REQUIREMENT: Write out every line of the records below word for word, leaving out the pictures.
**** INPUT DATA
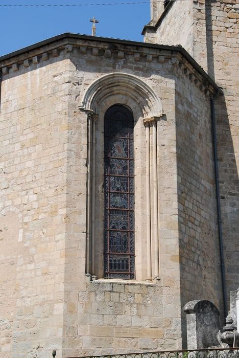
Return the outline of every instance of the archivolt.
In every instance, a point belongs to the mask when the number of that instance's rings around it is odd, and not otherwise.
[[[143,81],[132,75],[114,73],[95,80],[85,93],[81,109],[98,113],[99,105],[110,96],[126,96],[141,109],[144,117],[160,117],[162,104],[156,93]]]

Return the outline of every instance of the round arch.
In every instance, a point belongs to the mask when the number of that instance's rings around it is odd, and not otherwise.
[[[135,76],[117,72],[105,75],[90,85],[81,109],[98,113],[102,103],[109,105],[113,98],[117,99],[116,103],[140,108],[143,118],[160,117],[163,113],[160,100],[148,84]]]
********
WORKED SOLUTION:
Return the outline of every instance of the archivolt.
In every instance, a point belongs to the mask when the number of that instance's rings around it is odd, and not otherwise.
[[[143,81],[132,75],[114,73],[95,80],[85,93],[81,109],[98,113],[99,105],[110,96],[126,96],[141,109],[144,117],[160,117],[162,104],[156,93]]]

Return the outline of every instance of the round arch.
In every instance, a point belongs to the mask when the number of that instance's rings around it is odd, and not otherwise.
[[[135,76],[117,72],[105,75],[90,85],[81,109],[98,113],[102,103],[109,105],[113,98],[117,99],[116,103],[140,108],[143,118],[160,117],[163,113],[160,100],[148,84]]]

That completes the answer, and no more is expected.